REQUEST: Starting with the line containing "Each returned marker MUST sit on an instance of the graduation" and going on through the line containing "[[428, 39]]", what do those lines of the records read like once you swap "reported as" for "given as" and leave everything else unchanged? Give only those lines.

Object location annotation data
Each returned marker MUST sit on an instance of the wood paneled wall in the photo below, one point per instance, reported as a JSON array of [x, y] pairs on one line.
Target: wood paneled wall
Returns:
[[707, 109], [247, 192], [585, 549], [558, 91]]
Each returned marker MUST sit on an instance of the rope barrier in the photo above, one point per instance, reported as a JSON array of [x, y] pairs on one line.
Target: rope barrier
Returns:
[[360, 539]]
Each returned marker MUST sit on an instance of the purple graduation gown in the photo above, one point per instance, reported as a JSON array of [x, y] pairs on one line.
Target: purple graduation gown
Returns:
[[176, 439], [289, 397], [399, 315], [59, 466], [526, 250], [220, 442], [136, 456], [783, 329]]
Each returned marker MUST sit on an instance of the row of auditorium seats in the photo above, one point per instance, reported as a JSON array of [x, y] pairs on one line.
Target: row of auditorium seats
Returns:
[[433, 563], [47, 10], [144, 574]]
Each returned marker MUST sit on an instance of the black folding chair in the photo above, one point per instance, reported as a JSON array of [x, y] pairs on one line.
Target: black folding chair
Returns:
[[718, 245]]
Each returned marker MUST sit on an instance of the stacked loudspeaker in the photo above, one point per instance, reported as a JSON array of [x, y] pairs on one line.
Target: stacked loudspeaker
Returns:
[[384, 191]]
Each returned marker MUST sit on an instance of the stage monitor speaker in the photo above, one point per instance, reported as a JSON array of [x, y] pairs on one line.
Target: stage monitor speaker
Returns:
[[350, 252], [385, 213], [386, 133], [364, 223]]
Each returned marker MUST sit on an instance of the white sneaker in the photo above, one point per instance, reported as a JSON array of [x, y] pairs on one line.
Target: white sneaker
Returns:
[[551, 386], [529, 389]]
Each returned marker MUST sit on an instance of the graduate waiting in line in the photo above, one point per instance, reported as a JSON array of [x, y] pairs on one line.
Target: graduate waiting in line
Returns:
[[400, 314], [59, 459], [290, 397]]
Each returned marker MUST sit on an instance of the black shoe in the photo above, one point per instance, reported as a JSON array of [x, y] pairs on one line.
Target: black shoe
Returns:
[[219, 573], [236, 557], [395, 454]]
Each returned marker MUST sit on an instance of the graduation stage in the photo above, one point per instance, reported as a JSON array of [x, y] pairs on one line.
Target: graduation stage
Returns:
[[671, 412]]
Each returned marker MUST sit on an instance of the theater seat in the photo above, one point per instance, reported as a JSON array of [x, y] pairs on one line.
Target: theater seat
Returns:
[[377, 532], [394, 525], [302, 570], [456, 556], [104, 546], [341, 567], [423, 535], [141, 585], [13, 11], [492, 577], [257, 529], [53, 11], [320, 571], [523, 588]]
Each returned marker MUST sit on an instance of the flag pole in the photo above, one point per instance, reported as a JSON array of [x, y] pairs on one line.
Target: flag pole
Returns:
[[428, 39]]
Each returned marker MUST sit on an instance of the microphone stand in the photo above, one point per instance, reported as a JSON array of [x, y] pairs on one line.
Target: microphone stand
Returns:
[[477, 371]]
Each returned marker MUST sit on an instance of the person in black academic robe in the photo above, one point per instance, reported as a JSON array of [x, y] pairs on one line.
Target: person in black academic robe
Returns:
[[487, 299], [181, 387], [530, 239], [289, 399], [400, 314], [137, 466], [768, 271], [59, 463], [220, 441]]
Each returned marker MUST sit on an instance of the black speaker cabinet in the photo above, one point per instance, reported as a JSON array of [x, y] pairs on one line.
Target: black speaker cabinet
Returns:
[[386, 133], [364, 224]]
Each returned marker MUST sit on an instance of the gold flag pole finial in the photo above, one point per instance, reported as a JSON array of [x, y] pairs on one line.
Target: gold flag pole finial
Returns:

SOLUTION TO THIS PROBLEM:
Each returned marker MUST sit on an instance of the graduation stage in the photo above, one point per instance, given as a JSON array of [x, y] pairs on one line.
Target: graduation stage
Returns:
[[671, 412]]
Each returned marker MUST sit on an instance of the theater seat in the photo above, one point per instance, given as a JSON array of [x, y] pairs on one line.
Target: theater seat
Returns:
[[377, 532], [394, 525], [302, 570], [456, 556], [104, 546], [341, 567], [423, 535], [141, 585], [13, 11], [492, 577], [257, 529], [53, 11], [320, 571], [523, 588]]
Each returned marker MUST sit on an instance of the flag pole in the photo above, one point per instance, given as a JSON array of [x, y] pairs on one line.
Target: flag pole
Returns:
[[428, 39]]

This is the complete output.